┌──
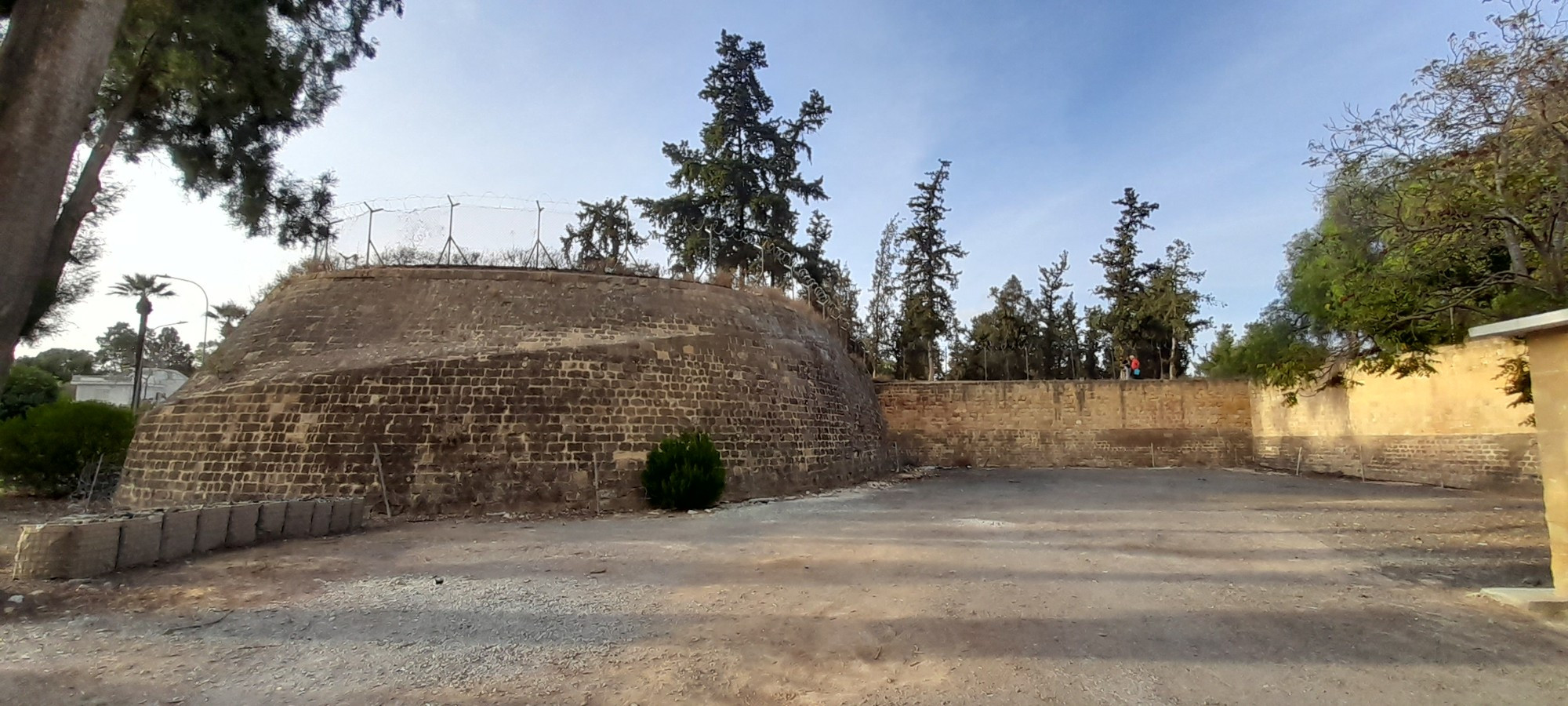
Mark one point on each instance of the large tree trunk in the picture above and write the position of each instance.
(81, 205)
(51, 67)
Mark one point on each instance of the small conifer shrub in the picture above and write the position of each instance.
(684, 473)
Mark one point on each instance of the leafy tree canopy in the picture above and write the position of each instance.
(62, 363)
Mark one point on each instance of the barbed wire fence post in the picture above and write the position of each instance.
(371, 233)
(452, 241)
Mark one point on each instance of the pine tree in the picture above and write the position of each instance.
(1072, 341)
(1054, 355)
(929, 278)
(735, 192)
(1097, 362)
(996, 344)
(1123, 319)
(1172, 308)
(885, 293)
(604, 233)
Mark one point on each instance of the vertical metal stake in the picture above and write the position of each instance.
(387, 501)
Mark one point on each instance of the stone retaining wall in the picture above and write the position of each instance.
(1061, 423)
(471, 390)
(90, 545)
└──
┌──
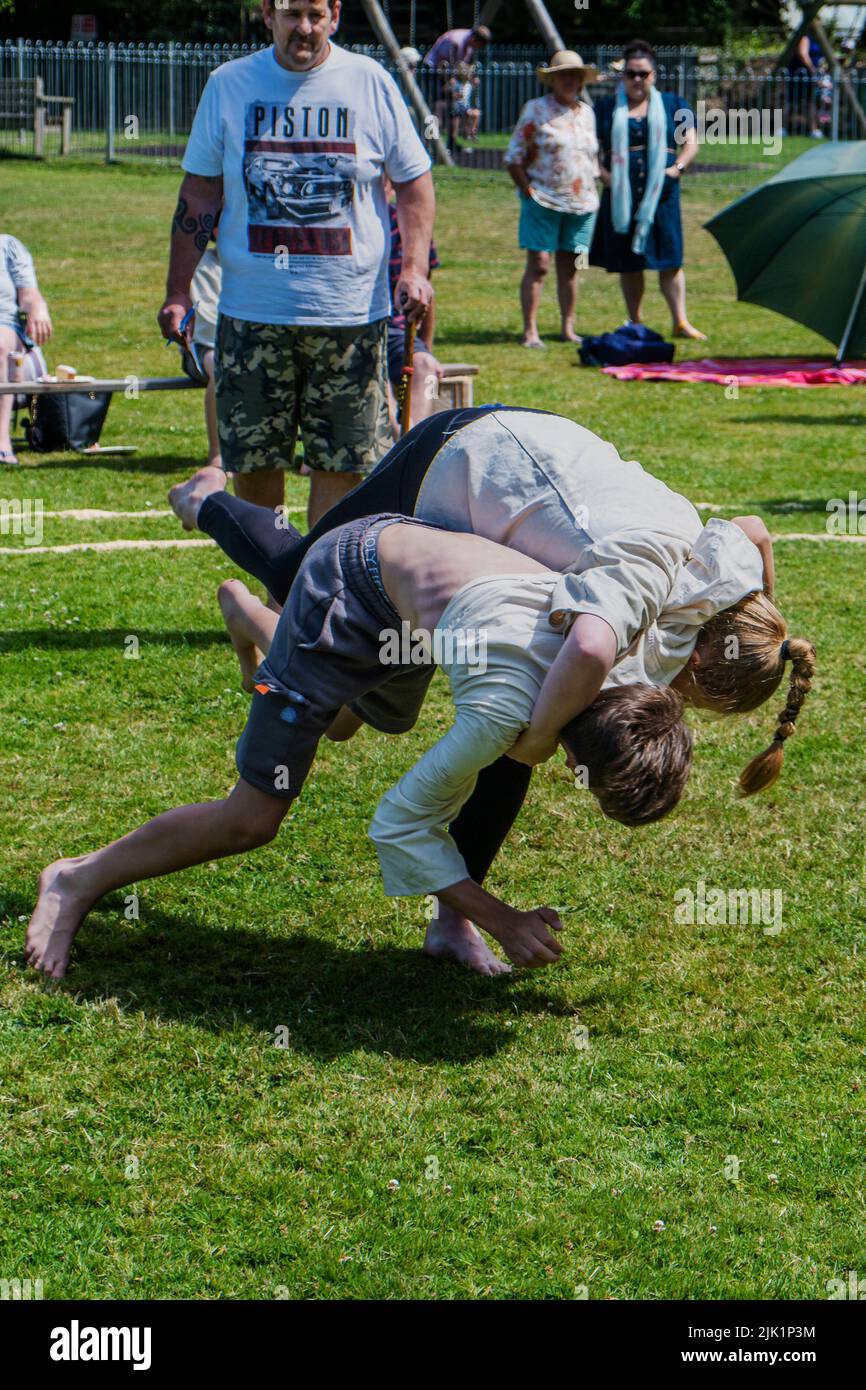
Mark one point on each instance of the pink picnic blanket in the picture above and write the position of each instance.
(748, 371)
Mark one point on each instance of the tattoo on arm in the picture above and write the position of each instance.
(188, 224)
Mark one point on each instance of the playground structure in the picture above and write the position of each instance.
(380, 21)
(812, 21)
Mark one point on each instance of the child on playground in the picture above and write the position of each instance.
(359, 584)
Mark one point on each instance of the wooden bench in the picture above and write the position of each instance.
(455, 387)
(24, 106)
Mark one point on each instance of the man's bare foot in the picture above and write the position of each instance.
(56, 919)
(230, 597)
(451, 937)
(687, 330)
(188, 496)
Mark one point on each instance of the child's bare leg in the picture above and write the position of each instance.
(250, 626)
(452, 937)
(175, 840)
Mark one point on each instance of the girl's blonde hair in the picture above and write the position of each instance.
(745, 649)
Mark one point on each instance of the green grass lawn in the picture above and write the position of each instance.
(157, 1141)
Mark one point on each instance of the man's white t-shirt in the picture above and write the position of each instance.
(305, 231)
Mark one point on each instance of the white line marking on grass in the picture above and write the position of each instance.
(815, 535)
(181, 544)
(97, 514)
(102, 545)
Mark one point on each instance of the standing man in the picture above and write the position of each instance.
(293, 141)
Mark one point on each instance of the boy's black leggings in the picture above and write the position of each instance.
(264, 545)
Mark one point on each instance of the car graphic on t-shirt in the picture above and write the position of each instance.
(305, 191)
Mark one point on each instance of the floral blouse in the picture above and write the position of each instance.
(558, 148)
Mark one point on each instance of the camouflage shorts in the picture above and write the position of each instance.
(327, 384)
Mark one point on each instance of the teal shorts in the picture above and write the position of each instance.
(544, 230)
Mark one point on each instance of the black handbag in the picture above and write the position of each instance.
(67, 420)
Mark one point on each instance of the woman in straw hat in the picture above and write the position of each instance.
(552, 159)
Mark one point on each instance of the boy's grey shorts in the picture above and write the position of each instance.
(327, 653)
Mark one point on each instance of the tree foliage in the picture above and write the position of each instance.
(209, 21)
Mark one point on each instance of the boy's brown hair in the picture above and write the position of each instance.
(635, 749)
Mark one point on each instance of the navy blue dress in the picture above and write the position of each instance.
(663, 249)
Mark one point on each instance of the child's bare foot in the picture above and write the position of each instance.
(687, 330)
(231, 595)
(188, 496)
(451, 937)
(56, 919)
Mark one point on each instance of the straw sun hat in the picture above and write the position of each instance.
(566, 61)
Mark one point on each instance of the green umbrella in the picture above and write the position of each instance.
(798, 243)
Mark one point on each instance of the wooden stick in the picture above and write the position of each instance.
└──
What is expected ▸
From the listing above, return the lines starting at the one with "Mark one point on each instance of the green umbrella" and ending at the one with "Mark one point on each instance of the wooden stick", both kept, exactly as they appear and nothing more.

Result ▸
Mark one point on each instance of the green umbrella in the picture above and write the position of each instance.
(798, 243)
Mark one point on each instance of the wooden stick in the picture above and write the position of each instance.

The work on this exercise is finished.